ABB's management has worked hard at reducing fixed costs. S , G, & A has been reduced by nearly as much as the drop in revenues as the summary spreadsheet indicates below. Owners can expect the pace of fixed cost reductions to increase as bookings drop. However, owners can not expect fixed costs to drop more than revenues. Capital equipment companies simply can not reduce fixed costs that quickly. 
ABB's management has performed a journeyman's job of cleaning up the appalling balance sheet from the 2002 - 2005 period.  

Trade Working Capital has remained steady over the last 6 months.  Owners can expect the W/C DSO ratios to deteriorate over the next few quarters as customers stretch A/R and delay accepting finished orders. 

ABB management has the benefit of being in a sector with large progress payments.  Progress payments has remained steady at over $2 billion. This will decrease with the decline in ABB's backlog. The net cash position (including all long term liabilities such as pensions) is a acceptable $2.7 Billion.  Owners should watch carefully changes in this position. In the last 6 months the net cash position has worsened by $300 million.   

Gudovac calculates ABB as having a Owners book value of slightly less than $10 Billion. This is significantly lower than the accounting book value of $13 billion.  Owners book of $10 Billion works out to some $4.32 per share.

- - - -

- PROBLEM SET
A) In the commentary on ABB's finances, how much has the net cash position worsened over the last six months?
B) Take the commentary on ABB's finances further, beginning right after its final sentence.
The material that follows this text plays no part in the work here.

- - - -

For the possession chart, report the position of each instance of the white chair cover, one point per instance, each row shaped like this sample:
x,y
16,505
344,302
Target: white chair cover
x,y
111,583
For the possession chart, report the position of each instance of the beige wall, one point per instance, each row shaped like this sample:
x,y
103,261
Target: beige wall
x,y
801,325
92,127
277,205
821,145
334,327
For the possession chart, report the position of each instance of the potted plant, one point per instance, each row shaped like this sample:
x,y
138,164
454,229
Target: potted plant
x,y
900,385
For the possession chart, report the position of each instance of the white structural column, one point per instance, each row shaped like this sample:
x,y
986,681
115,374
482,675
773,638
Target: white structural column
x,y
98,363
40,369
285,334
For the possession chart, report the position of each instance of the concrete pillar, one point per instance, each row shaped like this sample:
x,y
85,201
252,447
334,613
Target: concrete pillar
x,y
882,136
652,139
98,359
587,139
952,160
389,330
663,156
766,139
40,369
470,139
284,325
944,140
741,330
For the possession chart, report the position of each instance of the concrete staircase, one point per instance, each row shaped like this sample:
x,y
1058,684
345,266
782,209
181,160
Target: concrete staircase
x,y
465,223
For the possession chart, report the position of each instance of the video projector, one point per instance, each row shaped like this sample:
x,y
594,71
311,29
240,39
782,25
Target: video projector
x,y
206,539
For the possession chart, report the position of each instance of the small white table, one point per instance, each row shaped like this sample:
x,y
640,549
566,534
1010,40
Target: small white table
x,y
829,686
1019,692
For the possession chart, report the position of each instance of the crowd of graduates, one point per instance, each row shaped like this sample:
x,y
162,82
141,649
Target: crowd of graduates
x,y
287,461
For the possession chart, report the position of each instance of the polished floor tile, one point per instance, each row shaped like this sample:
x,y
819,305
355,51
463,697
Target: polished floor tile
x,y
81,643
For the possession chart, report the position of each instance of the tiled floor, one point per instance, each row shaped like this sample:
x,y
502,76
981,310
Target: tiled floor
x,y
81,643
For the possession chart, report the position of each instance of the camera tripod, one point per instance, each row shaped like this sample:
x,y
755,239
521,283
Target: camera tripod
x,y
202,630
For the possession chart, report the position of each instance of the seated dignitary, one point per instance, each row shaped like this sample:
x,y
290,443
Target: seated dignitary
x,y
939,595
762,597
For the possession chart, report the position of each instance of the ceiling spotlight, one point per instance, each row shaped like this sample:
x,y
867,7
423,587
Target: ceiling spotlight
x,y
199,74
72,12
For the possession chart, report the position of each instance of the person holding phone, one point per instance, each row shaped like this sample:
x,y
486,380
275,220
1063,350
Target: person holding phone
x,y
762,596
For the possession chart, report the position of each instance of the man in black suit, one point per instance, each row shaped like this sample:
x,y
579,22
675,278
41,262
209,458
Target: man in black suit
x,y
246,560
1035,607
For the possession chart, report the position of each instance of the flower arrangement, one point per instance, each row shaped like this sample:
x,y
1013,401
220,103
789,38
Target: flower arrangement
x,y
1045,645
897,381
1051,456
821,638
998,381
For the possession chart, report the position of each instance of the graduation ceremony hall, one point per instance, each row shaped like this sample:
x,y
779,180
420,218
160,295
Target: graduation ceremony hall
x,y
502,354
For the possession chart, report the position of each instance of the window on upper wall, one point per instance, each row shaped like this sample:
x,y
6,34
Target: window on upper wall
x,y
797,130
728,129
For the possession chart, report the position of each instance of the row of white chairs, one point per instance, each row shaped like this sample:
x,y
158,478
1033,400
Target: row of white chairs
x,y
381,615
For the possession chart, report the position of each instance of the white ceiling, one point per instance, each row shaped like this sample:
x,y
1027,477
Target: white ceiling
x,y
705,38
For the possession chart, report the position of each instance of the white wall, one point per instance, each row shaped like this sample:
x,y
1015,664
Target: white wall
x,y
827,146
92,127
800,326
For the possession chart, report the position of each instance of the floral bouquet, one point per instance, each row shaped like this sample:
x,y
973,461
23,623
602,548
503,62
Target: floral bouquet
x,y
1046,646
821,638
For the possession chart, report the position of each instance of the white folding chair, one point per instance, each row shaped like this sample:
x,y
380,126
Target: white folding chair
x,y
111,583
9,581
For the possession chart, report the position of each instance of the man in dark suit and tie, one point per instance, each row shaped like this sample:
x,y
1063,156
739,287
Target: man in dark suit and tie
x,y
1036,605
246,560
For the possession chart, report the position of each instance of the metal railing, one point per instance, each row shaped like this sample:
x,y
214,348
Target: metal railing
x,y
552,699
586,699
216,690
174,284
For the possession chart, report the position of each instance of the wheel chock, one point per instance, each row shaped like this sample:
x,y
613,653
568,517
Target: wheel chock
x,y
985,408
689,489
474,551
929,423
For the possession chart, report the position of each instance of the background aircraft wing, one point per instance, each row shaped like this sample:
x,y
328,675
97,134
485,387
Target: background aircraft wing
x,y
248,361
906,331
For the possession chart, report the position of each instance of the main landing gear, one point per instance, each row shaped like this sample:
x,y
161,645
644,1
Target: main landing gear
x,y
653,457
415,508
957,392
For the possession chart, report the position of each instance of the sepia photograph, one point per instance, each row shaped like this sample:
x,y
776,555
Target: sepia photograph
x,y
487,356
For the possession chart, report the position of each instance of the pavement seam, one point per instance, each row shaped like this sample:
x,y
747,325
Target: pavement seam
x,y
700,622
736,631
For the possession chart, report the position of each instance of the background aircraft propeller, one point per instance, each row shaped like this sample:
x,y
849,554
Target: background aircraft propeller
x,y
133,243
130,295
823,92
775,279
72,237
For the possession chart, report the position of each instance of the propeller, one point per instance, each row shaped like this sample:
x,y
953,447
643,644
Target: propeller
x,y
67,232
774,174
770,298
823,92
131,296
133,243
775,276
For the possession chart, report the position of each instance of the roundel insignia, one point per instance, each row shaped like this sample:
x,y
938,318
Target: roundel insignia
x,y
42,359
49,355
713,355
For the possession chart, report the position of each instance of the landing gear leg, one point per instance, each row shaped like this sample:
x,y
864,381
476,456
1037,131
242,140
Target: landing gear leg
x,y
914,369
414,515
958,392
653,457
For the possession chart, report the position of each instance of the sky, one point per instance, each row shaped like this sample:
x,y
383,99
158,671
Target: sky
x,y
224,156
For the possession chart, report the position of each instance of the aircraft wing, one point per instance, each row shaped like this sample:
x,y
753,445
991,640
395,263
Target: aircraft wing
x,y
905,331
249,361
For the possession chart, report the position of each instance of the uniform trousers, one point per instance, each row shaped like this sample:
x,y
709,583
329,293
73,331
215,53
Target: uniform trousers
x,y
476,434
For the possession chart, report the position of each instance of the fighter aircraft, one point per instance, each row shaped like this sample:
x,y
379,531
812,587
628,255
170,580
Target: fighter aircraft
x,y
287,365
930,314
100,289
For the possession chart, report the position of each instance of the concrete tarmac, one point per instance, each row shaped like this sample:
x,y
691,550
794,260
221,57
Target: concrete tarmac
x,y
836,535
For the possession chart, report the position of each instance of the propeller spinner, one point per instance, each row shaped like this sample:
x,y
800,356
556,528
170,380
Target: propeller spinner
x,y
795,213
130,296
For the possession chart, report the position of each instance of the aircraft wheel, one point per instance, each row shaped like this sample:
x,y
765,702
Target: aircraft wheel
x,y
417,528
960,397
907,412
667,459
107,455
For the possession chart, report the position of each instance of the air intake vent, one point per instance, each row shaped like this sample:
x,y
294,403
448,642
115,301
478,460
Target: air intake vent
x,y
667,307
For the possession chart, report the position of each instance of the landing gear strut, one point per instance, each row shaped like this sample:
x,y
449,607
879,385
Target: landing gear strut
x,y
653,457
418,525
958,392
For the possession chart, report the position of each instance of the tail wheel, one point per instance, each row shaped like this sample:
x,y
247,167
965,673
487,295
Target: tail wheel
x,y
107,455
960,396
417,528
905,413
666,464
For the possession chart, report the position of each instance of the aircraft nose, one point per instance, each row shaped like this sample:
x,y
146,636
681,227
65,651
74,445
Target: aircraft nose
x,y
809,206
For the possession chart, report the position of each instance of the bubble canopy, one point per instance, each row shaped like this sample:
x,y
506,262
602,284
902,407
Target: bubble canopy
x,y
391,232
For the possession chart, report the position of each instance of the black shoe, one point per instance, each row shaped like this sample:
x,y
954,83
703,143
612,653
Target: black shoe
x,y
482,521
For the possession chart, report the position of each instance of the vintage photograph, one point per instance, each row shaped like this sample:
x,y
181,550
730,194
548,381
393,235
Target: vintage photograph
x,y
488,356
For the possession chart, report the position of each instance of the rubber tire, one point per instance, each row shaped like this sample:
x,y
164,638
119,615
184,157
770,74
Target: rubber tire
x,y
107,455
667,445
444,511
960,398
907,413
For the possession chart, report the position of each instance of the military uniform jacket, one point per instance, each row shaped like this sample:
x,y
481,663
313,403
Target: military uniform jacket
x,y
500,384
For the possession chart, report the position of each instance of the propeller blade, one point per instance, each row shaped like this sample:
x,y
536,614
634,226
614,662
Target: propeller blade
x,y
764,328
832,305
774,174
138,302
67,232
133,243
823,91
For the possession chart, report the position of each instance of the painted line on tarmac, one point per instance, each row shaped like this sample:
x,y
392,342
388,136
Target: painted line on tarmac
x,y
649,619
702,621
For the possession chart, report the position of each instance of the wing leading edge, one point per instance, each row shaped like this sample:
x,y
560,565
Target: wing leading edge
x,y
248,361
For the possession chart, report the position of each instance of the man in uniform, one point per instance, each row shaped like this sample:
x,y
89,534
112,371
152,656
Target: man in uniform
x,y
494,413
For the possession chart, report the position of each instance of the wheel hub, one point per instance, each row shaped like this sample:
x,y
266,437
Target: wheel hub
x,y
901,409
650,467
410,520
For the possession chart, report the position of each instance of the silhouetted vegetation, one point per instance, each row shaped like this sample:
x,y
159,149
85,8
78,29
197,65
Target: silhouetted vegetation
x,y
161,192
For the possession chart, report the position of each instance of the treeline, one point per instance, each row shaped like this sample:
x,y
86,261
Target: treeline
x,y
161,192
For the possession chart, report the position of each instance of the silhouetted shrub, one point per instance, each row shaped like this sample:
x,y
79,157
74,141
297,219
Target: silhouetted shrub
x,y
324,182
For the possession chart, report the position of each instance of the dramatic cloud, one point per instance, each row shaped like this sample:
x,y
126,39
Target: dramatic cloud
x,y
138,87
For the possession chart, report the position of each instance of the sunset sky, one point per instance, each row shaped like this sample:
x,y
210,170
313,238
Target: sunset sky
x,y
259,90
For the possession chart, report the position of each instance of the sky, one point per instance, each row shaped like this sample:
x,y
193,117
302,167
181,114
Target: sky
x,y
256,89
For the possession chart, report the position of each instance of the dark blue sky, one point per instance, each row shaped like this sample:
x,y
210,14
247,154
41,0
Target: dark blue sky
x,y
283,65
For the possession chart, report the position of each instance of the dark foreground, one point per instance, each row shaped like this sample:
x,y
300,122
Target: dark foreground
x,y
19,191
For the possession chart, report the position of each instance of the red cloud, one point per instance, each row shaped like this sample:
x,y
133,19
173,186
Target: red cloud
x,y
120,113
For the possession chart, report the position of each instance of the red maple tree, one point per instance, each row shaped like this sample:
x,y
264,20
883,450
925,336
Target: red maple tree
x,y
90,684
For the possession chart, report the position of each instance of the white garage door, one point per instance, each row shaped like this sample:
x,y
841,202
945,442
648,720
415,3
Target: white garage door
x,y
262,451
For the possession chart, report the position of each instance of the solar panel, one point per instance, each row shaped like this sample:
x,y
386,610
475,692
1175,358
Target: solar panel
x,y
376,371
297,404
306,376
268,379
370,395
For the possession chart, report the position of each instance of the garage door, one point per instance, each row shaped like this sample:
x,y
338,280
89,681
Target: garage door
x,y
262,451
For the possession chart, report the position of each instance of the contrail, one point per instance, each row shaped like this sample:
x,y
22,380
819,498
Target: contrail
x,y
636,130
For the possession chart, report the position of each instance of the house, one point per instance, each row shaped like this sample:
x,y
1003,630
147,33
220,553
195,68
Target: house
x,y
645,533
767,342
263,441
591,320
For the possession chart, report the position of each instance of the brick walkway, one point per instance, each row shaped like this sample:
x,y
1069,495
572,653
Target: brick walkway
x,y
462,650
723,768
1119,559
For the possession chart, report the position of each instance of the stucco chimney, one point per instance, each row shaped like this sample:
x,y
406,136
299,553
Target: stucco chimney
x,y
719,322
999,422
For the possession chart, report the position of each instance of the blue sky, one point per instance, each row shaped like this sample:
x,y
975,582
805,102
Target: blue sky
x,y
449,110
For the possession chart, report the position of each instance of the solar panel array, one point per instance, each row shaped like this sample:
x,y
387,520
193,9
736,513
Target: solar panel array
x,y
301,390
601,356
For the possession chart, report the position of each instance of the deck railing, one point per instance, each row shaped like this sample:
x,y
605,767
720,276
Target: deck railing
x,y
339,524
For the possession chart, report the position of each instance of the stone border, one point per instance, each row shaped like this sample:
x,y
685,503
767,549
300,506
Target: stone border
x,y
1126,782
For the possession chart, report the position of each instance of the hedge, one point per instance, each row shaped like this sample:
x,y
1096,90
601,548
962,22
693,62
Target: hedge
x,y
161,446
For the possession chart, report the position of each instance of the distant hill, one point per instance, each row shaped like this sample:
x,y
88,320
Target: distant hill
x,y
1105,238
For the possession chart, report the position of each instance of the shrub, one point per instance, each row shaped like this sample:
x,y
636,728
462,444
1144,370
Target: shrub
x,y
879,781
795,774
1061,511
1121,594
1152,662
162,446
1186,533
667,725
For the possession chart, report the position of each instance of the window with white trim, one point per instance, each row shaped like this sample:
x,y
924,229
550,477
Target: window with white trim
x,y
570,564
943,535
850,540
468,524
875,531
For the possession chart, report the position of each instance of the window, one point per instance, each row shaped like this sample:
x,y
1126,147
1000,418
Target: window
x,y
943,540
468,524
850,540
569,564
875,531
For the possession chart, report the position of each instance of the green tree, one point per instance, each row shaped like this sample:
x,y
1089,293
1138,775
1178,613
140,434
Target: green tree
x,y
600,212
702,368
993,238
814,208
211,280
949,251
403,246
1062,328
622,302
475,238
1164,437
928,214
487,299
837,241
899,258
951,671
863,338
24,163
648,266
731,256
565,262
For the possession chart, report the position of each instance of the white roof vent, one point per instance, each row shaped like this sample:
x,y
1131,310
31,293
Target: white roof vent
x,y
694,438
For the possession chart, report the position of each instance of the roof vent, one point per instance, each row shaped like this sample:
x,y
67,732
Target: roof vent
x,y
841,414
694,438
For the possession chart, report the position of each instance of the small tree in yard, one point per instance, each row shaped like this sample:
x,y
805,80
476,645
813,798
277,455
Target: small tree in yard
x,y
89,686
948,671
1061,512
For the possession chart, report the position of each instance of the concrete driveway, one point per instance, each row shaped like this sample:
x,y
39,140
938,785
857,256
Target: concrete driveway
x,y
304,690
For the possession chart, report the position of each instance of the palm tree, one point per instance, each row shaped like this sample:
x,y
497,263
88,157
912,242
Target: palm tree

- - - -

- RESULTS BY TASK
A) By $300 million.

B)
ABB's Cash Flows appear to have suffered earlier than one would expect in such a long cycle business. Free Cash Flow is down 86% on a six month basis 1H 08 versus 09 and a down a staggering 94% on a 2Q  08 to 2Q  09 basis.  Lumpy cash flows is typical of ABB's sector. Owner's should
not immediately conclude that the sky is falling at ABB just because of a wide quarterly swing in Free Cash Flow. Owner's should examine the root cause. Gudovac notes that operating cash flows have not decreased. The greatest year over year change in Free Cash Flows is due to the proceeds of the sale of securities which netted $2.8 Billion in 1H 2008.  Therefore, one may conclude the operating enterprise is reasonably stable at this stage of the cycle. 

Price to Buy:

What price would be reasonable to buy ABB

ABB is a high quality capital goods OEM with a strong Balance Sheet facing a devastating macro-economic climate.  

Owners need to model what will ABB look like financially once the fat 2007 orders have long been shipped and forgotten. 

What will ABB look like when the backlog is composed solely of lean  2009 & 2010 orders ? 

Gudovac generated a back-of-the-envelope-model which depicts the likely range of possibilities for ABB as the bad orders flow through the factories (see below).  Gudovac projects the ABB service business will remain flat at $5 million. New equipment revenues are likely to drop between 15 and 25% from 2007 levels.  This is consistent with current booking activity.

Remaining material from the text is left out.